>> BEGIN

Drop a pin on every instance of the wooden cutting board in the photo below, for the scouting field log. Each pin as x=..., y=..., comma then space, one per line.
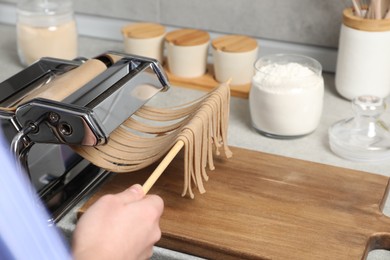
x=262, y=206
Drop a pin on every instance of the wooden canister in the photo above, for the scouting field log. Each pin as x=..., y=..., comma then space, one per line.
x=187, y=51
x=234, y=57
x=363, y=60
x=144, y=39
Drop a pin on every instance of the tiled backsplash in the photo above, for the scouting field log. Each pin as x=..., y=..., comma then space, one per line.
x=312, y=22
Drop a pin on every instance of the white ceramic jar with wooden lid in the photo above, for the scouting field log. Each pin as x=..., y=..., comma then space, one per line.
x=144, y=39
x=46, y=29
x=187, y=51
x=234, y=57
x=363, y=59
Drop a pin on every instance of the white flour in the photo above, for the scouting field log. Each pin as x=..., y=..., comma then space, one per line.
x=286, y=99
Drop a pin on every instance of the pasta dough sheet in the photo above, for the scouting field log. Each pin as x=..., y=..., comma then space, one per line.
x=151, y=132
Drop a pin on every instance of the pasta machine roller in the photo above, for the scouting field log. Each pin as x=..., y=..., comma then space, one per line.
x=41, y=130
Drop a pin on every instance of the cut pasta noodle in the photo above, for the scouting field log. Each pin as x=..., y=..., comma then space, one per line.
x=149, y=134
x=140, y=142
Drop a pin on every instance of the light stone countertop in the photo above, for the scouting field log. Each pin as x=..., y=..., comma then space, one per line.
x=313, y=147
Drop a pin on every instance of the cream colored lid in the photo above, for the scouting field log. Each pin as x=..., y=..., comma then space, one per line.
x=363, y=24
x=143, y=30
x=234, y=43
x=187, y=37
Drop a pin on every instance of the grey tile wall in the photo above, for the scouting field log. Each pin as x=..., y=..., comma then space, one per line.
x=312, y=22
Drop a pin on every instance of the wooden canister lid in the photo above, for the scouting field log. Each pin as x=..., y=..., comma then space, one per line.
x=364, y=24
x=187, y=37
x=143, y=30
x=234, y=43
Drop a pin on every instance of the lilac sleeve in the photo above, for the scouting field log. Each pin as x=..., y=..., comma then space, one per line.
x=24, y=229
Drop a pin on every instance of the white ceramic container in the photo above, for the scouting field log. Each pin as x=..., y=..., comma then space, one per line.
x=187, y=51
x=363, y=60
x=233, y=58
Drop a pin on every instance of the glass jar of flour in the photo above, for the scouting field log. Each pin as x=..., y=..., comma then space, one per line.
x=46, y=28
x=286, y=95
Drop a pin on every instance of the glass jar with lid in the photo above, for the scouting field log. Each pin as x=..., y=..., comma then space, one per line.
x=46, y=28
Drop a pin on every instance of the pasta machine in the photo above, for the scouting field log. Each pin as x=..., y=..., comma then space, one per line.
x=41, y=131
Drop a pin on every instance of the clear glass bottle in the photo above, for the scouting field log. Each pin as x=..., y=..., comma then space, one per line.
x=364, y=137
x=46, y=28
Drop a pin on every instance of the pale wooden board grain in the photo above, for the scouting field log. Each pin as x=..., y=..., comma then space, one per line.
x=262, y=206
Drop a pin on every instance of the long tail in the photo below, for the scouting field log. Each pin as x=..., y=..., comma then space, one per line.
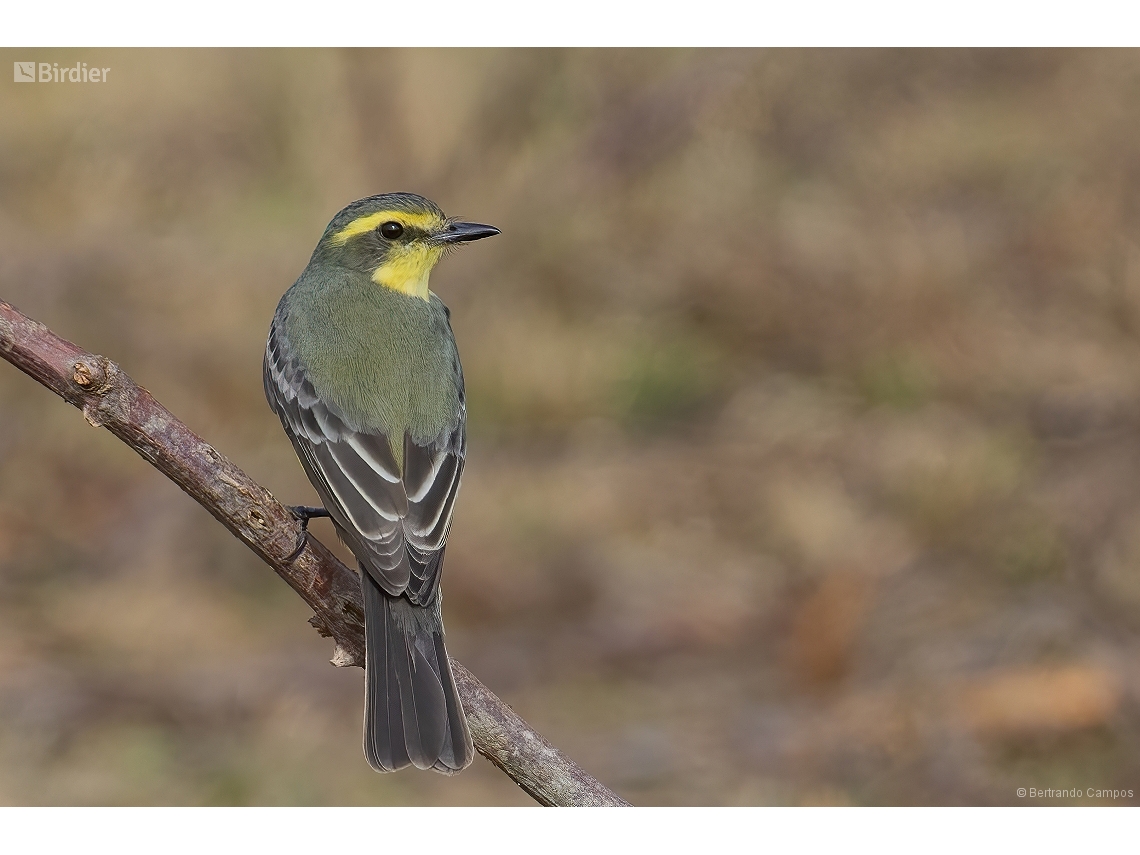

>> END

## Challenge
Return every line of the listing above verbatim, with the pictures omitted from your output.

## Full response
Drop a pin on every instance of the wooden cutting board in the photo below, for the scouting field log. Each pin as x=..., y=..., comma then space, one per line.
x=262, y=206
Drop a pin on every instance of the wooden canister in the photo above, for the scouting field log. Each pin as x=..., y=..., comma then space, one per line.
x=187, y=51
x=234, y=57
x=363, y=60
x=144, y=39
Drop a pin on every instance of the tiled backsplash in the photo above, for the scouting field log. Each pin as x=..., y=..., comma then space, one per line.
x=312, y=22
Drop a pin on every instance of the white ceramic jar with wooden lid in the photo above, for the scouting field log. Each pin as x=..., y=..., comma then space, one per line.
x=144, y=39
x=46, y=29
x=187, y=51
x=234, y=57
x=363, y=59
Drop a pin on every instance of the white flour in the photo above, for the scouting field log. Each pin as x=..., y=..., comma then space, one per line.
x=286, y=99
Drop a pin on every instance of the pasta dough sheet in the photo above, for the scouting field log. Each pin as x=..., y=..., comma then space, one per line.
x=151, y=132
Drop a pin on every instance of the pasta machine roller in the photo above, for the scouting field log. Each pin as x=..., y=..., comma then space, one per line.
x=41, y=130
Drop a pin on every instance of the cut pasta noodle in the photo above, for the scouting field log. Each pin as x=..., y=..., comma then space, one per line.
x=149, y=134
x=140, y=142
Drop a pin on every instance of the light stone countertop in the photo above, for the scouting field log. Each pin as x=..., y=..., comma then space, one per line.
x=313, y=147
Drop a pin on every instance of the cream colored lid in the photo above, for the scouting field log. Each pin as x=..., y=..., comma then space, one per line.
x=363, y=24
x=143, y=30
x=234, y=43
x=187, y=37
Drop a pin on every instance of the grey tile wall in the photo above, for the scouting field log. Each pin as x=..., y=..., comma then space, one per line.
x=312, y=22
Drop a pin on every instance of the wooden canister lid in the photo above, for the scouting field log. Each pin as x=..., y=..., comma then space, one per line.
x=364, y=24
x=187, y=37
x=143, y=30
x=234, y=43
Drop a pin on every instance of the lilac sleeve in the photo above, for the scouting field log. Each pin as x=..., y=..., comma then space, one per line.
x=24, y=229
Drop a pin on every instance of the white ceramic container in the photo above, for the scouting field log. Each pin as x=..., y=..., comma then space, one per line.
x=187, y=51
x=363, y=60
x=233, y=58
Drop a pin on every instance of the glass jar of flour in the photo above, for the scouting field log. Each pin as x=..., y=..., comma then space, one per line.
x=46, y=28
x=286, y=95
Drop a pin on every instance of the glass jar with lid in the photo above, for the scouting field log. Each pin as x=..., y=..., comma then space, one per line.
x=46, y=28
Drop a pin on every instance of the pasta machine in the photo above, for the scouting field log. Each pin as x=..., y=..., comma then space, one per line.
x=41, y=131
Drop a pin on every instance of the clear glass bottle in the photo above, for the scouting field log. Each pin as x=..., y=..., comma then space, one per line.
x=364, y=137
x=46, y=28
Drop a pin on every instance of the pale wooden board grain in the photo above, for the scouting field log. Each pin as x=..., y=..., comma then space, one per line.
x=262, y=206
Drop a pin on every instance of the long tail in the photo below, for the scouting field log. Each pin as x=..., y=..., comma then space, one per line.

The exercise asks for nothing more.